**Information**
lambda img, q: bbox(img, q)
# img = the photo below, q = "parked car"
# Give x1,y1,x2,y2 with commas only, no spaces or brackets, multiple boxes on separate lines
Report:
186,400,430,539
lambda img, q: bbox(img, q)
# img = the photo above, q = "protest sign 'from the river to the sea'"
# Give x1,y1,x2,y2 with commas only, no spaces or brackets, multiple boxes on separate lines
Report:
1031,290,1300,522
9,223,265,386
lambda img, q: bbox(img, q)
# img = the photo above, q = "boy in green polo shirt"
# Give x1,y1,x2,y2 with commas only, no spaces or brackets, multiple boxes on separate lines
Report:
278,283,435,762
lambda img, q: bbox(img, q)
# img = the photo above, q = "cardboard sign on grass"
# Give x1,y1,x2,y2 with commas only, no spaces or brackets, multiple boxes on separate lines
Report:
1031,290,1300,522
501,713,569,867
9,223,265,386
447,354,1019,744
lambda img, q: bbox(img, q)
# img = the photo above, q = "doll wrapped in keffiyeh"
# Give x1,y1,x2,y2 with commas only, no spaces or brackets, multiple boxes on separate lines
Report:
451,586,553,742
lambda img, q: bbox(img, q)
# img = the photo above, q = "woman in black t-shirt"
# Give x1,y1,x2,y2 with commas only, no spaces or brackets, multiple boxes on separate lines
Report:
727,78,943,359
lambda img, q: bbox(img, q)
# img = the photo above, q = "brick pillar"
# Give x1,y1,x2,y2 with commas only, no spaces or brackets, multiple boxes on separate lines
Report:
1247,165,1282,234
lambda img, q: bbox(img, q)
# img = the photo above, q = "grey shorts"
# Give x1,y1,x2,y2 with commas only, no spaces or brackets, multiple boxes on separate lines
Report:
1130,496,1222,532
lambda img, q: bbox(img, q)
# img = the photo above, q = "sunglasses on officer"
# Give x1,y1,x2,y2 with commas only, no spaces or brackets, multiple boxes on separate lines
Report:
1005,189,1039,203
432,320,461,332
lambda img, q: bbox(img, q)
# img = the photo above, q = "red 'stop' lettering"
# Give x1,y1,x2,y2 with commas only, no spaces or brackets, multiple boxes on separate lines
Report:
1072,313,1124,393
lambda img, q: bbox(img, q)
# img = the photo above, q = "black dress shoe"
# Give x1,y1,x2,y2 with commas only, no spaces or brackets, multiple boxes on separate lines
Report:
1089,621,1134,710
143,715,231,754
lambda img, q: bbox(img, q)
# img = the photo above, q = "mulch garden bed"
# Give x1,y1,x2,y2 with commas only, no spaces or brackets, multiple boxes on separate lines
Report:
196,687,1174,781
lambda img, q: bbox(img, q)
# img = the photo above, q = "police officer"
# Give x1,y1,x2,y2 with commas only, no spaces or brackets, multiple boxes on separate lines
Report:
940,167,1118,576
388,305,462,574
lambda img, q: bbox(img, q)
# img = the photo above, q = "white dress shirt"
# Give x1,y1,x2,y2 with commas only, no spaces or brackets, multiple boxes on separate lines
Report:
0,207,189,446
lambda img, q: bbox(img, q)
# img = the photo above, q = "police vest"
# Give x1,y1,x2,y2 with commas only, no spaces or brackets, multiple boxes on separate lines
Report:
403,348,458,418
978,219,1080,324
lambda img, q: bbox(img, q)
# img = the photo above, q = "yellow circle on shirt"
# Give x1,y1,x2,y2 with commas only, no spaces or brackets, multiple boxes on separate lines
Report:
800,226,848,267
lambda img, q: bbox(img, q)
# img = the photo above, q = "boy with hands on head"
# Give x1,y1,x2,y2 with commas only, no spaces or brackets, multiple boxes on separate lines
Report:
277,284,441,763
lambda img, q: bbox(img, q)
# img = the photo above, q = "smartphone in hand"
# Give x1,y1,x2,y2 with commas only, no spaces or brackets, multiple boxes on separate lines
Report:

**Problem to solve**
Please retype all of the records above exactly as they are.

**Output for this exercise**
lambda img, q: bbox(img, q)
# img = the photo below, q = "parked car"
# Give x1,y1,x2,y2 with commas only, no spaces or brackets, multiple boxes on separate lines
Report:
186,400,430,539
lambda img, q: bbox(img, q)
# img = the photo above, q = "protest sign 'from the river to the sea'"
# Give x1,y1,x2,y2 with commas only, no spaces or brackets, multiple boxes on separate lines
Report:
1031,290,1300,522
9,223,265,386
lambda img, q: bbox(img, q)
# img = the photo above, q = "boy in green polo shirt"
# Give x1,y1,x2,y2 with commas only, no spaces or brackets, multiple boxes on separate lines
Report:
278,283,435,762
lambda img, q: bbox(img, q)
# img = the photo above, q = "cardboard sign on grass"
# Give x1,y1,x2,y2 with commas only, no spaces or brackets, multiple boxes on separate lines
Report:
1031,290,1300,522
501,713,569,867
9,223,265,386
447,354,1019,744
lambda img, q: bbox(img, q)
# img = the photo above, q = "doll wrapped in keffiyeh"
# Give x1,y1,x2,y2 with commas only, no spaces or brackets, multiple boxes on separate lines
Report:
451,586,553,742
lambda img, q: bbox(img, q)
# img = the photo above, q = "woman in black t-shirt"
# Give x1,y1,x2,y2 with commas only, no spaces or brackets, multiple boxes on separate lines
Report:
727,78,943,359
lambda img, q: bbox(img, q)
# img = the photo above, q = "brick pillar"
# Give x1,y1,x2,y2 with commas only, no spaces or brackets, multiple boxes on separate lines
Report:
1247,165,1282,234
lambda img, q: bbox(img, q)
# img = the photo above, q = "grey shorts"
# Give x1,y1,x2,y2 with commas only, no spaces or brackets, multiple boxes on separate lines
Report:
1130,496,1222,532
lambda img, q: bbox(img, q)
# img = the photo above, q = "sunglasses on officer"
# Give x1,y1,x2,y2 with commas only, no spaces or brackets, multiple boxes on separate lines
Report:
1005,189,1039,203
432,320,461,332
lambda img, q: bbox(img, q)
# img = the photo above, q = "red 'stop' lettering"
# Give x1,y1,x2,y2 with commas only, no spaces or brackets, multiple boxes on separate lines
Report:
1072,313,1124,393
lambda img, q: bbox(img, q)
# img = the photo above, q = "black dress shoe"
# Give x1,y1,x2,y2 with commas only, no spaces or brackets, multiple boxes on separate lines
Report:
1089,621,1134,710
143,715,231,754
lambda img, q: bbox(img, q)
# img = the photo above, q = "mulch garden bed"
# Give x1,y1,x2,y2 with commas only, no spaces or brackets, multiple boxes on separate lines
Report:
196,687,1174,781
lambda img, q: bbox(img, q)
# img = the photo above, q = "police officer"
# Give x1,y1,x2,y2 with commas only, no spaces or brackets, multiple boxes on separate lines
Report:
940,167,1118,576
388,305,462,574
lambda img, q: bbox(img, q)
# img = the photo above, q = "white dress shirt"
# Give x1,y1,x2,y2 with commas only, no spaces or brackets, multiple boxes on separate lines
Report:
0,207,189,446
lambda img, q: bbox(img, q)
# img = the photo above, q = "police vest"
# Give x1,y1,x2,y2 with commas only, no spaces or brackets, multiple boxes on separate lines
Report:
403,348,458,418
978,219,1080,324
lambda img, q: bbox(img, q)
# img = the photo above, q = "yellow circle on shirt"
# Give x1,y1,x2,y2 with commas only, no spaces or brackets, multiple boxes on separate lines
Report:
800,226,848,267
lambda img, q: bbox(img, q)
# img = the photo above, q = "boy with hands on head"
# Give x1,y1,x2,y2 with commas only, no spaces or brackets, multiple boxes on separate lines
Report:
277,284,441,763
lambda img, q: bbox(img, q)
# img = the photo above, q = "smartphone in hand"
# Give x1,y1,x2,y2 with commas only, no spaces or brackets, multiple boxes on separate lines
Report:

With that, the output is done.